---------- Material provided ----------

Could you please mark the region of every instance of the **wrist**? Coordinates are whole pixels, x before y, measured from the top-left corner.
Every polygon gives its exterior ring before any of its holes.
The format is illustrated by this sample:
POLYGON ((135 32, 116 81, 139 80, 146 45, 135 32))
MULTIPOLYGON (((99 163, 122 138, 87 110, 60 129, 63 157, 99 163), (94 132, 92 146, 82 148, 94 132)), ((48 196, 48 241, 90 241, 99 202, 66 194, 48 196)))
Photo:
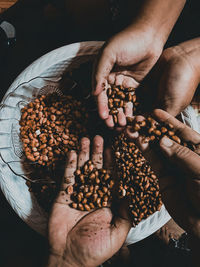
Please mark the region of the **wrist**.
POLYGON ((147 23, 135 22, 129 25, 124 31, 127 32, 127 35, 133 42, 136 36, 139 36, 139 39, 143 40, 144 48, 156 57, 160 57, 165 43, 154 27, 147 23))
POLYGON ((133 24, 152 28, 154 36, 164 46, 186 0, 147 0, 143 2, 133 24))

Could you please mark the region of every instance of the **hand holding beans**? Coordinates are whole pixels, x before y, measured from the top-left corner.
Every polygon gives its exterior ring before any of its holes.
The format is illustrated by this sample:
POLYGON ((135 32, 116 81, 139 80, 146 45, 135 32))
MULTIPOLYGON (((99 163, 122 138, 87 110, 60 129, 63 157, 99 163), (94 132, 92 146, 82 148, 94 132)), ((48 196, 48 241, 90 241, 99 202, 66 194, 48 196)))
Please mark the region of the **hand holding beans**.
MULTIPOLYGON (((111 224, 109 208, 81 211, 70 207, 74 173, 91 159, 94 168, 110 168, 111 157, 103 159, 103 139, 96 136, 90 153, 90 140, 82 138, 80 152, 68 153, 61 191, 49 219, 50 257, 48 266, 98 266, 116 253, 126 239, 131 224, 117 218, 111 224), (90 155, 91 154, 91 155, 90 155), (53 265, 54 264, 54 265, 53 265)), ((105 155, 108 155, 105 151, 105 155)))
MULTIPOLYGON (((136 23, 113 36, 100 51, 94 67, 93 94, 97 96, 99 115, 108 127, 114 127, 116 121, 109 114, 107 85, 137 88, 162 52, 161 40, 145 25, 136 23)), ((126 116, 132 116, 132 109, 131 102, 119 109, 119 126, 126 125, 126 116)))
POLYGON ((161 123, 173 125, 179 137, 191 143, 193 150, 163 137, 159 147, 149 146, 143 138, 128 131, 159 178, 162 200, 173 219, 200 242, 200 135, 162 110, 154 117, 161 123))

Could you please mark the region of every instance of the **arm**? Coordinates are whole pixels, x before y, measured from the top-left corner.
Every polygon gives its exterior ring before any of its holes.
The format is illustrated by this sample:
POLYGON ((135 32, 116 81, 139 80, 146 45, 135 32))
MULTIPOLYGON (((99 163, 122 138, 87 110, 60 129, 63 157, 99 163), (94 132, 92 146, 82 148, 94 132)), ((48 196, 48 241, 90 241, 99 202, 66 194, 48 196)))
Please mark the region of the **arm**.
MULTIPOLYGON (((165 44, 186 0, 145 0, 132 25, 144 25, 153 29, 165 44)), ((131 26, 132 26, 131 25, 131 26)))

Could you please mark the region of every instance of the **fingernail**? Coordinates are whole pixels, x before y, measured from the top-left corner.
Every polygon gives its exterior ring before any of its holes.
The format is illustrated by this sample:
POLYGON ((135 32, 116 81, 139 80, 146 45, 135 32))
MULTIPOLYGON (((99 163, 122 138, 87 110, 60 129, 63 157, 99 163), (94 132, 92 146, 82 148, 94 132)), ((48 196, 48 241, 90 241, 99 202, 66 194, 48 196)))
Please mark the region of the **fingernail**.
POLYGON ((168 137, 163 137, 161 139, 161 145, 166 146, 166 147, 171 147, 173 145, 173 141, 169 139, 168 137))

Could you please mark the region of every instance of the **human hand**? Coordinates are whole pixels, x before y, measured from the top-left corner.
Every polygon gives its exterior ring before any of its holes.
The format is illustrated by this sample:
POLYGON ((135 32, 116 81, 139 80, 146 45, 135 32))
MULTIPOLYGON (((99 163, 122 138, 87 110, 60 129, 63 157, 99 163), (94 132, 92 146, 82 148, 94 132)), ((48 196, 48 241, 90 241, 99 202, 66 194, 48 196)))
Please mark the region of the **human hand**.
MULTIPOLYGON (((136 25, 112 37, 100 52, 94 67, 93 94, 97 96, 100 117, 107 126, 114 127, 109 115, 107 84, 138 87, 158 60, 163 48, 162 41, 152 28, 136 25)), ((132 104, 119 109, 118 125, 126 125, 126 116, 132 116, 132 104)))
POLYGON ((190 104, 200 82, 199 58, 200 38, 164 50, 147 88, 149 94, 155 89, 156 107, 176 116, 190 104))
POLYGON ((70 195, 65 189, 74 183, 74 172, 90 158, 98 169, 112 165, 110 153, 105 151, 103 161, 103 139, 96 136, 90 157, 90 141, 82 138, 80 153, 69 152, 61 191, 54 202, 49 218, 50 257, 48 266, 98 266, 112 257, 123 245, 131 224, 117 218, 111 224, 110 208, 91 212, 80 211, 69 206, 70 195), (69 183, 67 183, 67 181, 69 183))
POLYGON ((172 124, 181 139, 194 145, 195 152, 167 137, 157 147, 144 143, 130 130, 127 133, 136 138, 159 178, 161 197, 172 218, 200 242, 200 135, 163 110, 155 110, 154 117, 172 124))

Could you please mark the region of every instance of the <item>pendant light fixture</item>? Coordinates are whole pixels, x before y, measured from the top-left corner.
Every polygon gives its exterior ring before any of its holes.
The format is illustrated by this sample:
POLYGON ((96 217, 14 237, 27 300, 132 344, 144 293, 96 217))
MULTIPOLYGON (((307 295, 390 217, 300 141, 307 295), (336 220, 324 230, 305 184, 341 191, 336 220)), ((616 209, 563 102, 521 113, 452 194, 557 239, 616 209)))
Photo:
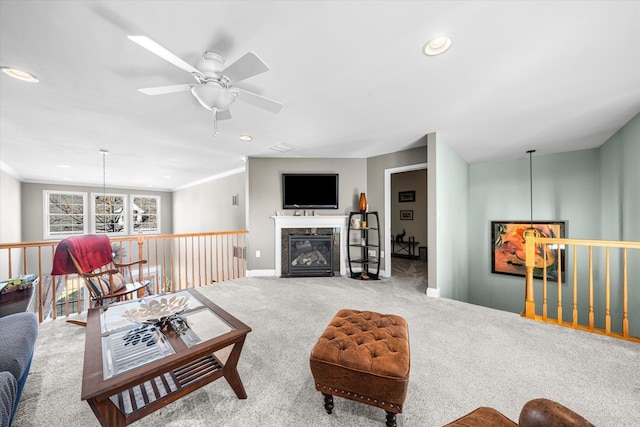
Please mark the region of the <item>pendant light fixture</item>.
POLYGON ((107 154, 108 150, 101 149, 102 154, 102 227, 107 232, 107 154))
POLYGON ((528 150, 529 154, 529 228, 525 229, 522 237, 527 236, 540 237, 540 231, 533 227, 533 153, 536 150, 528 150))

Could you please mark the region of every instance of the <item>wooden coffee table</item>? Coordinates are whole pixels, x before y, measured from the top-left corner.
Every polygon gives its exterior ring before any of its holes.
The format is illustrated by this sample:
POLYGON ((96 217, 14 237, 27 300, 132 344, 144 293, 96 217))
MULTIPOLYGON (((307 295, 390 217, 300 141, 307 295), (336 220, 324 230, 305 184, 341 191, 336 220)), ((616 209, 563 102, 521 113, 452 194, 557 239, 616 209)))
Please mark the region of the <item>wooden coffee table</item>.
POLYGON ((189 298, 181 315, 188 328, 126 320, 142 299, 89 310, 82 400, 101 425, 131 424, 220 377, 247 398, 237 364, 251 328, 193 289, 144 301, 171 295, 189 298))

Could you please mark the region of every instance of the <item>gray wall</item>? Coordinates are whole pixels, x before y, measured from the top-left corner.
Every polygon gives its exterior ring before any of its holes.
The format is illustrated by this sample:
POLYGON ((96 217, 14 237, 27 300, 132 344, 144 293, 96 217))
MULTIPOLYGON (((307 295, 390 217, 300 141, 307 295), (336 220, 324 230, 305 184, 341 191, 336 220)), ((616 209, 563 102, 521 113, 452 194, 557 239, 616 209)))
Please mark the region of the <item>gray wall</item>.
POLYGON ((21 198, 20 181, 0 169, 0 243, 22 241, 21 198))
MULTIPOLYGON (((251 157, 247 162, 249 192, 248 270, 275 268, 275 223, 271 216, 282 211, 280 176, 283 172, 328 172, 340 174, 338 209, 319 210, 318 215, 348 215, 357 210, 360 193, 367 193, 370 210, 377 210, 376 198, 367 191, 365 159, 291 159, 251 157), (260 251, 260 257, 256 257, 260 251)), ((293 215, 292 210, 284 211, 293 215)))
MULTIPOLYGON (((0 243, 22 241, 22 205, 20 202, 20 181, 0 169, 0 243)), ((6 253, 0 256, 0 280, 9 278, 9 260, 6 253)), ((14 256, 11 272, 21 271, 20 257, 14 256)))
MULTIPOLYGON (((38 242, 44 240, 44 206, 43 190, 82 191, 86 193, 102 193, 102 187, 84 187, 77 185, 34 184, 22 183, 22 240, 24 242, 38 242)), ((161 196, 161 227, 162 234, 173 233, 172 204, 173 194, 165 191, 131 190, 109 188, 107 192, 119 194, 140 194, 161 196)))
MULTIPOLYGON (((421 143, 426 144, 426 141, 421 140, 421 143)), ((370 210, 378 211, 380 224, 384 224, 386 218, 386 212, 384 211, 385 170, 421 163, 427 163, 426 145, 367 159, 367 201, 369 202, 370 210)), ((381 250, 385 251, 385 255, 389 253, 385 245, 388 238, 388 236, 385 236, 384 230, 380 230, 381 250)))
MULTIPOLYGON (((405 240, 414 237, 420 246, 427 246, 427 170, 420 169, 391 175, 391 233, 397 235, 406 231, 405 240), (400 202, 398 193, 415 191, 413 202, 400 202), (412 220, 400 218, 400 211, 413 211, 412 220)), ((415 247, 416 254, 418 247, 415 247)))
POLYGON ((236 173, 173 193, 173 232, 244 230, 246 172, 236 173), (233 205, 238 196, 238 205, 233 205))
MULTIPOLYGON (((428 216, 434 218, 428 222, 429 288, 437 288, 443 297, 522 311, 524 280, 491 273, 490 223, 529 218, 526 153, 516 160, 468 165, 440 135, 430 134, 427 139, 426 147, 369 159, 251 158, 246 175, 177 191, 173 203, 175 221, 171 215, 172 194, 161 193, 163 233, 247 228, 249 270, 272 270, 274 224, 270 216, 282 210, 282 172, 337 172, 340 208, 319 213, 347 214, 356 209, 358 195, 364 191, 370 209, 379 211, 384 223, 384 170, 424 163, 428 153, 432 159, 427 171, 428 216), (239 207, 231 206, 230 198, 235 194, 240 197, 239 207), (185 207, 193 203, 197 204, 195 209, 185 207), (200 209, 209 210, 211 218, 204 215, 195 219, 200 209), (249 214, 243 223, 245 211, 249 214), (180 231, 172 230, 172 222, 180 231), (261 251, 261 258, 255 258, 256 250, 261 251)), ((568 235, 572 238, 640 241, 639 163, 640 115, 598 149, 534 156, 534 219, 568 221, 568 235)), ((17 180, 5 172, 0 172, 0 178, 3 208, 13 205, 17 206, 14 212, 22 211, 21 216, 7 215, 5 209, 0 212, 3 242, 42 239, 43 189, 101 191, 23 183, 20 193, 16 190, 17 180), (21 233, 17 231, 20 223, 21 233)), ((629 277, 634 285, 630 310, 638 313, 640 262, 630 265, 629 277)), ((632 329, 639 327, 632 325, 632 329)), ((635 335, 640 331, 636 330, 635 335)))
MULTIPOLYGON (((319 210, 318 215, 348 215, 352 210, 357 210, 358 197, 364 192, 367 194, 369 209, 378 211, 383 223, 384 170, 425 163, 426 157, 426 146, 370 159, 252 157, 248 159, 246 174, 236 174, 176 191, 173 208, 174 232, 246 228, 249 230, 248 270, 273 270, 274 222, 270 217, 275 215, 276 211, 283 211, 280 182, 283 172, 339 173, 339 208, 319 210), (235 194, 240 195, 239 207, 231 206, 231 197, 235 194), (207 215, 202 215, 201 212, 207 212, 207 215), (255 256, 256 251, 260 251, 259 258, 255 256)), ((424 192, 424 195, 418 195, 418 198, 426 197, 426 188, 416 188, 418 193, 424 192)), ((284 213, 293 215, 292 210, 284 213)))

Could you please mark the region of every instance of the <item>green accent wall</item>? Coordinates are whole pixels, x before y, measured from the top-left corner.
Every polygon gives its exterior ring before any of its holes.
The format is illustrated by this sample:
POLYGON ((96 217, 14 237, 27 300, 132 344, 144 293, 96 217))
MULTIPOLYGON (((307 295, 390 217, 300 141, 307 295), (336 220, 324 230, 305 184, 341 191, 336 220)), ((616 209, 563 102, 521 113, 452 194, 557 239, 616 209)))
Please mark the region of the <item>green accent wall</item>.
MULTIPOLYGON (((603 240, 640 242, 640 114, 600 147, 602 201, 601 235, 603 240)), ((640 250, 628 251, 629 333, 640 336, 640 250)), ((620 255, 612 262, 621 265, 620 255)), ((619 288, 622 278, 611 276, 619 288)), ((612 315, 620 316, 622 303, 618 292, 612 298, 612 315)))
MULTIPOLYGON (((532 163, 534 221, 567 221, 567 237, 570 238, 640 241, 640 115, 599 148, 534 154, 532 163)), ((529 157, 523 153, 522 158, 516 160, 470 165, 469 183, 467 301, 521 312, 524 309, 524 278, 491 273, 490 223, 530 219, 529 157)), ((439 222, 438 231, 442 230, 439 222)), ((440 246, 438 250, 441 250, 440 246)), ((636 255, 640 257, 640 254, 633 254, 636 255)), ((568 257, 571 261, 571 254, 568 257)), ((596 260, 600 258, 602 255, 597 254, 596 260)), ((640 258, 637 259, 638 262, 630 262, 630 278, 640 277, 640 258)), ((615 263, 617 260, 612 265, 618 265, 615 263)), ((580 286, 588 281, 583 271, 578 274, 580 286)), ((571 283, 570 275, 568 279, 571 283)), ((612 277, 612 282, 616 280, 612 283, 613 294, 621 293, 618 279, 612 277)), ((594 280, 604 280, 601 268, 596 268, 594 280)), ((569 288, 566 283, 563 285, 565 303, 571 301, 569 288)), ((640 313, 638 279, 635 279, 635 289, 638 291, 630 293, 629 308, 640 313)), ((460 294, 464 294, 464 289, 460 294)), ((556 296, 551 292, 549 300, 556 296)), ((620 310, 619 299, 617 296, 612 298, 614 314, 620 310)), ((596 309, 603 310, 601 307, 596 309)), ((550 309, 550 315, 552 310, 555 308, 550 309)), ((567 310, 565 308, 565 320, 568 320, 567 310)), ((632 326, 636 335, 640 334, 639 327, 632 326)))
POLYGON ((441 297, 467 301, 473 277, 467 239, 468 217, 473 209, 465 197, 470 192, 469 166, 441 135, 429 138, 428 144, 429 159, 435 159, 429 162, 429 217, 434 217, 435 207, 436 218, 435 230, 429 227, 429 288, 437 287, 441 297))
MULTIPOLYGON (((598 238, 598 157, 597 149, 533 156, 534 222, 566 221, 567 237, 598 238)), ((524 277, 491 272, 491 221, 530 220, 529 157, 472 165, 470 180, 469 302, 521 312, 524 277)))
POLYGON ((640 241, 640 114, 600 147, 600 167, 602 238, 640 241))

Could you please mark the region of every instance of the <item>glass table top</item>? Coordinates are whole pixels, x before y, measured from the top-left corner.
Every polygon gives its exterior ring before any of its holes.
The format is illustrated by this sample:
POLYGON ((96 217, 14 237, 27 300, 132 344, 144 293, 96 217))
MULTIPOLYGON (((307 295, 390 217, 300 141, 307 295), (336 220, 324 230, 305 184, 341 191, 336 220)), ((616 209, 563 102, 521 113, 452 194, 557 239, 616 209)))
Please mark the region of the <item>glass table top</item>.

----------

### [Requirement]
Copy out each line of the records where the word "glass" appears.

### [Written answer]
Could you please mark the region of every instance of the <item>glass table top</item>? Coordinates are whole pixels, x before y, measured from the top-left corner.
Please mark the region of the <item>glass table top</item>.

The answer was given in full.